**WHAT YOU ARE ASKED TO DO:** When you reach the line below that has "Target: blurred background", start returning lines exactly, and stop after the line that has "Target: field"; skip the pictures.

**DATA EXTRACT:**
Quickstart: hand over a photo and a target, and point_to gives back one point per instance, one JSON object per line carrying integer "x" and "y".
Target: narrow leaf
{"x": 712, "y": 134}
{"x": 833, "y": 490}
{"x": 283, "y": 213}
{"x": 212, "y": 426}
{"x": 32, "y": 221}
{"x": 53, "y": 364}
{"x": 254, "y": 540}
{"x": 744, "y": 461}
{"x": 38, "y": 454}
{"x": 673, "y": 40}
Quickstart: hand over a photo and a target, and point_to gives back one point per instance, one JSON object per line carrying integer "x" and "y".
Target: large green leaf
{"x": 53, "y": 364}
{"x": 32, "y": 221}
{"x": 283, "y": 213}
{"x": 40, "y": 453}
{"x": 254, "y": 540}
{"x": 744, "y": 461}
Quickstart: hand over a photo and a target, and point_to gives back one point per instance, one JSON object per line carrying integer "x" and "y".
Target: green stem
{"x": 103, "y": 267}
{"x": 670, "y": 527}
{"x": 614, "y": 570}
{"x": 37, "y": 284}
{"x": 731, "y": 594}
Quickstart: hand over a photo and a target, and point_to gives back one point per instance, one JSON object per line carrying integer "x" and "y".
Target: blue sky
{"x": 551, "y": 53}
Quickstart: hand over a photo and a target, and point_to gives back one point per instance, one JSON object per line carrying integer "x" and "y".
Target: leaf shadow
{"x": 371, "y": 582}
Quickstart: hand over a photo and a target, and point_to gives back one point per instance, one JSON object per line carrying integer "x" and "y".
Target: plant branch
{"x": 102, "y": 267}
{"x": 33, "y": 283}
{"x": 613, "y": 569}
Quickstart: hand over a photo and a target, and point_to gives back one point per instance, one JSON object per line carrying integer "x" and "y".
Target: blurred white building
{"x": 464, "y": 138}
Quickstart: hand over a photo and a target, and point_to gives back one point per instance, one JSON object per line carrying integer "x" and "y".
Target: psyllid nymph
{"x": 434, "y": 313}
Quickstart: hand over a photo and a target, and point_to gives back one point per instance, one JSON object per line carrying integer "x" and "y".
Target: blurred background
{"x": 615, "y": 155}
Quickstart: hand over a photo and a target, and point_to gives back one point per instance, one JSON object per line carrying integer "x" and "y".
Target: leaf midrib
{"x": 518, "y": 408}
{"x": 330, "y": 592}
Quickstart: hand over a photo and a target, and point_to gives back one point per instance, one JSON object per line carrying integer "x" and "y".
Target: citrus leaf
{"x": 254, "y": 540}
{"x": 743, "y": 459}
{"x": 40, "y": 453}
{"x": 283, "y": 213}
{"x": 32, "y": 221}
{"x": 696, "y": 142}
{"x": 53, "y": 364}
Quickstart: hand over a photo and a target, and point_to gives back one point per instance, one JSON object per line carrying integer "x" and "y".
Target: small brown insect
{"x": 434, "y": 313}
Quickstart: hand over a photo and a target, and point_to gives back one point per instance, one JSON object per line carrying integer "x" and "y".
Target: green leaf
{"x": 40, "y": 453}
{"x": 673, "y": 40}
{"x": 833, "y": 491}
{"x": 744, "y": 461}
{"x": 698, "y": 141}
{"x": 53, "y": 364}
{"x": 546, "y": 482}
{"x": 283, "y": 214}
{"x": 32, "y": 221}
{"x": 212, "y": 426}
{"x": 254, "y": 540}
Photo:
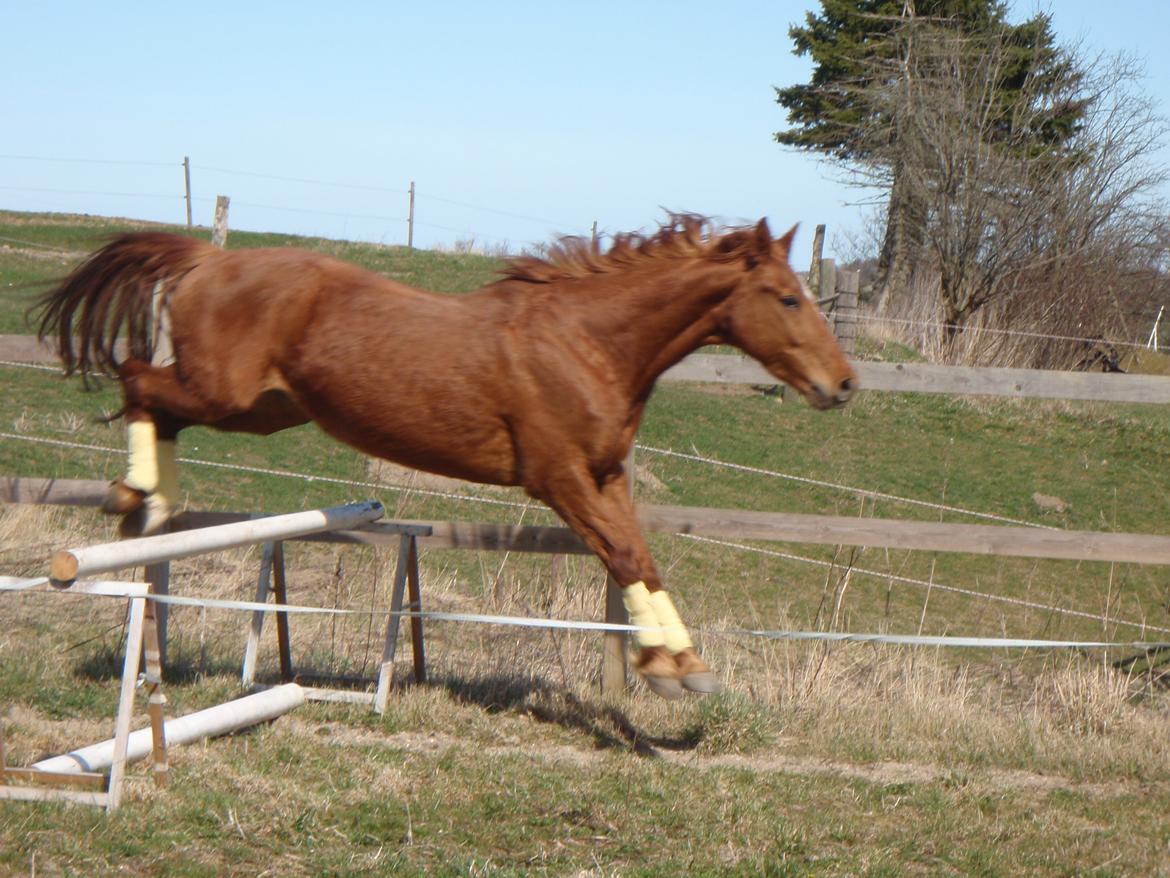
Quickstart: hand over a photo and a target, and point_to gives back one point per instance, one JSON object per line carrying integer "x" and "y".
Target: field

* * *

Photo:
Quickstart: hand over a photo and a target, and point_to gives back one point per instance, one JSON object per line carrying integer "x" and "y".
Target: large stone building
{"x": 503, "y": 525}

---

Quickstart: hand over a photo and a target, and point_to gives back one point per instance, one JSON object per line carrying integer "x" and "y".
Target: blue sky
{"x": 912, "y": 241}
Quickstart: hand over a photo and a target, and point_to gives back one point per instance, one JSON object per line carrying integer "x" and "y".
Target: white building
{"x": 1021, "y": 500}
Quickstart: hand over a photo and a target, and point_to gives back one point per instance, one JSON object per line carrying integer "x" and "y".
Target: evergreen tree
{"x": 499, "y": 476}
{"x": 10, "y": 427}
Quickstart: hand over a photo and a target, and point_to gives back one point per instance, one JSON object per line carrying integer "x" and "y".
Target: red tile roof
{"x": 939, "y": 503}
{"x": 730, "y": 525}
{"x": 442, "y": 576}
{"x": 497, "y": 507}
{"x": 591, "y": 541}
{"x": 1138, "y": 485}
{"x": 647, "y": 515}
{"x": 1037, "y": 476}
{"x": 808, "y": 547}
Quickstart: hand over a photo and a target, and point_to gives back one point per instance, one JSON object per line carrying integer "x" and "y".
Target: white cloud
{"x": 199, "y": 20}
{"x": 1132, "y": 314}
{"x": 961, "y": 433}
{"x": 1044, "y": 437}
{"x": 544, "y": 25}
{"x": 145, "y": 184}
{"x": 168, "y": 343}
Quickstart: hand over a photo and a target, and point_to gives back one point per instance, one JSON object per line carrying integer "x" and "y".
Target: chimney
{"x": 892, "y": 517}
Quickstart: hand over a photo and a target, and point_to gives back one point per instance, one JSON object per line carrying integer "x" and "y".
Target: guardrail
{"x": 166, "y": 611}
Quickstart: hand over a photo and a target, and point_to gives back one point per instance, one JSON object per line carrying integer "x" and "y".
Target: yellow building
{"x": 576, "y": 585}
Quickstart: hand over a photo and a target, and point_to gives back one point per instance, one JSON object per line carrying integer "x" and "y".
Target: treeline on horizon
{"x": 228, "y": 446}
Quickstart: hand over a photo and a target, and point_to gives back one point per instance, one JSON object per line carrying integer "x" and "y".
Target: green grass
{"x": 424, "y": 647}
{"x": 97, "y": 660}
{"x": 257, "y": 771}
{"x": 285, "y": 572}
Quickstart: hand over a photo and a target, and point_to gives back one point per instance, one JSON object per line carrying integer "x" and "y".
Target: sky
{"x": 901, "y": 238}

**RESULT BELOW:**
Target: blurred background
{"x": 615, "y": 155}
Quickstart: hand over a photo and a target, and point_to gives back one point per instance, one JSON object per line carrying integer "x" and "y".
Target: leaf midrib
{"x": 518, "y": 408}
{"x": 330, "y": 592}
Quickstart: hand over a photo and a target, and point_to gives back one point per instance, one JSON object per line carrying integer "x" and "y".
Target: citrus leaf
{"x": 254, "y": 540}
{"x": 743, "y": 459}
{"x": 40, "y": 453}
{"x": 283, "y": 213}
{"x": 32, "y": 221}
{"x": 696, "y": 142}
{"x": 53, "y": 364}
Quickstart: hand over a photo and a target, and point_to gives back one point per instance, one JSON object per line carrying integer "x" and "y".
Target: small brown insect
{"x": 434, "y": 313}
Quickstart: hand over a photo and a target, and point_to gives back one point per instance, one JSON object per line carrying integer "x" and "y".
Target: green leaf
{"x": 40, "y": 453}
{"x": 673, "y": 40}
{"x": 833, "y": 491}
{"x": 744, "y": 461}
{"x": 698, "y": 141}
{"x": 53, "y": 364}
{"x": 546, "y": 482}
{"x": 283, "y": 214}
{"x": 32, "y": 221}
{"x": 212, "y": 426}
{"x": 254, "y": 540}
Photo:
Quickstart: hand over a photo and a target, and point_to gives back one point per instance, one JSON object per line carrying integer "x" and "y".
Target: field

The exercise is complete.